- Written exercise 1:
Reproduce the portion of the passage on heap manager overhead between "At this point" and "of those blocks.", inclusive.

- Text to read:
start

One scheme to avoid overhead involves using pointer sizes that are larger than the physical or logical memory available to the application. One can store some information in those unused bits, but they would also count as overhead if their number exceeds a processor word size. Generally, only a hand full of bits are used and those identify which of the memory managers internal pools the memory comes from. The later, implies additonal overhead of pointers to pools. This brings us to real world systems, where the heap manager implementation is tuned to the OS, hardware architecture and typical usage patterns.
Most hosted implementations (hosted == runs on OS) request one or more memory blocks from the operating system in the c-runtime initialization phase. OS memory management calls are expensive in time and space. The OS has it's own memory manager, with its own overhead set, driven by its own design criteria and usage patterns. So c-runtime heap managers attempt to limit the number of calls into the OS memory manager, in order to reduce the latency of the average call to malloc() and free(). Most request the first block from the OS when malloc is first called, but this usually happens at some point in the c-runtime initialization code. This first block is usually a low multiple of the system page size, which can be one or more orders of magnitude larger than the size requested in the initial malloc() call.
At this point it is obvious that heap manager overhead is extremely fluid and difficult to quantify. On a typical modern system, the heap manager must track multiple blocks of memory allocated from the OS, how many bytes are currently allocated to the application in each of those blocks and potentially, how much time has passed since a block went to zero. Then there's the overhead of tracking allocations from within each of those blocks.
Generally malloc rounds up to a minimum alignment boundary and often this is not special cased for small allocations as applications are expected to aggregate many of these into a single allocation. The minimum alignment is often based on the largest required alignment for a load instruction in the architecture the code is running on. So with 128-bit SIMD (e.g. SSE or NEON) the minimum is 16 bytes. In practice there is a header as well which causes the minimum cost in size to be doubled. As SIMD register widths have increased, malloc hasn't increased it's guaranteed alignment.
As was pointed out, the minimum possible overhead is 0. Though the pointer itself should probably be counted in any reasonable analysis. In a garbage collector design, at least one pointer to the data has to be present. In straight a non-GC design, one has to have a pointer to call free, but there's not an iron clad requirement it has to be called. One could theoretically compress a bunch of pointers together into less space as well, but now we're into an analysis of the entropy of the bits in the pointers. Point being you likely need to specify some more constraints to get a really solid answer.

end

- Provided data:
start

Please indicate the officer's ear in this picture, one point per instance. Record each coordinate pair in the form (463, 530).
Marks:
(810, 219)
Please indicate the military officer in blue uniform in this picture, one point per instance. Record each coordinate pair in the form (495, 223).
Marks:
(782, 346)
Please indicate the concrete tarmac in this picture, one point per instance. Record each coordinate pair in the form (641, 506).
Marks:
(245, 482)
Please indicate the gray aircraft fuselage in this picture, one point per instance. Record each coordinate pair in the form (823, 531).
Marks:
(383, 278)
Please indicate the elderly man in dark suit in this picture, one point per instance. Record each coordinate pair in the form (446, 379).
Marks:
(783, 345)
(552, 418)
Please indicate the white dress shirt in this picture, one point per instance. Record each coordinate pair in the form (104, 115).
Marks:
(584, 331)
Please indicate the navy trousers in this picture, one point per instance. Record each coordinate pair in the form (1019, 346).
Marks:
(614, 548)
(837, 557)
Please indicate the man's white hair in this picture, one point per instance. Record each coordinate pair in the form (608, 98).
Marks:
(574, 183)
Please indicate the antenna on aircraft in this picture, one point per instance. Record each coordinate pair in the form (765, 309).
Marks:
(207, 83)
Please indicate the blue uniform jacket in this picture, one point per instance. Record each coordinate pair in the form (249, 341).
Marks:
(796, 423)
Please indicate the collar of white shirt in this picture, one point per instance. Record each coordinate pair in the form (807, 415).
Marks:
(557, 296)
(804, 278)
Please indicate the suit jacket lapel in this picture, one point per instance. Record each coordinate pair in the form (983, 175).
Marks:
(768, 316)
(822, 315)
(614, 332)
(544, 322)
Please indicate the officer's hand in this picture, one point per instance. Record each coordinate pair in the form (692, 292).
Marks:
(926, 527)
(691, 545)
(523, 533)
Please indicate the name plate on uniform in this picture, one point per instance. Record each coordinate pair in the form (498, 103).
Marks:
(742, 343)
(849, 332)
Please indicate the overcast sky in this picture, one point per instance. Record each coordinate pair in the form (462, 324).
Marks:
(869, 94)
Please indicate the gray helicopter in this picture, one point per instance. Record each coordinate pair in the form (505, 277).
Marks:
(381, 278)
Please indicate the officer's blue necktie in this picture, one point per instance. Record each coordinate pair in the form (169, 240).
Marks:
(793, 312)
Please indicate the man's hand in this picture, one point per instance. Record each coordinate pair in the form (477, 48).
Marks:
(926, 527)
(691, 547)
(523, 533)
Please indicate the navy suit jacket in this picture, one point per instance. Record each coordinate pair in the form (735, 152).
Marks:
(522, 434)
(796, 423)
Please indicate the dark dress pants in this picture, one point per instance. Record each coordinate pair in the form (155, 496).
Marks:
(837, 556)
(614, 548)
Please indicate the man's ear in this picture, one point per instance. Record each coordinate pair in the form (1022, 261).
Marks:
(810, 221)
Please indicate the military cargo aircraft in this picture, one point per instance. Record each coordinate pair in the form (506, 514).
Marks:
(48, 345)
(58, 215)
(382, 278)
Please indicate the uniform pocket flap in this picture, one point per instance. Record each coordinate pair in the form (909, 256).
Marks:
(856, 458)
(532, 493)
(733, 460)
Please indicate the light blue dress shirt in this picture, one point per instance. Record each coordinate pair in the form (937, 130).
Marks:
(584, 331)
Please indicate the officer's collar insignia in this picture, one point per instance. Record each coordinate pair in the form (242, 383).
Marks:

end

- Written exercise 2:
State the number of lines in the listing that contain the string "uniform", with case counting. Give only the number.

- Expected answer 1:
At this point it is obvious that heap manager overhead is extremely fluid and difficult to quantify. On a typical modern system, the heap manager must track multiple blocks of memory allocated from the OS, how many bytes are currently allocated to the application in each of those blocks and potentially, how much time has passed since a block went to zero. Then there's the overhead of tracking allocations from within each of those blocks.

- Expected answer 2:
4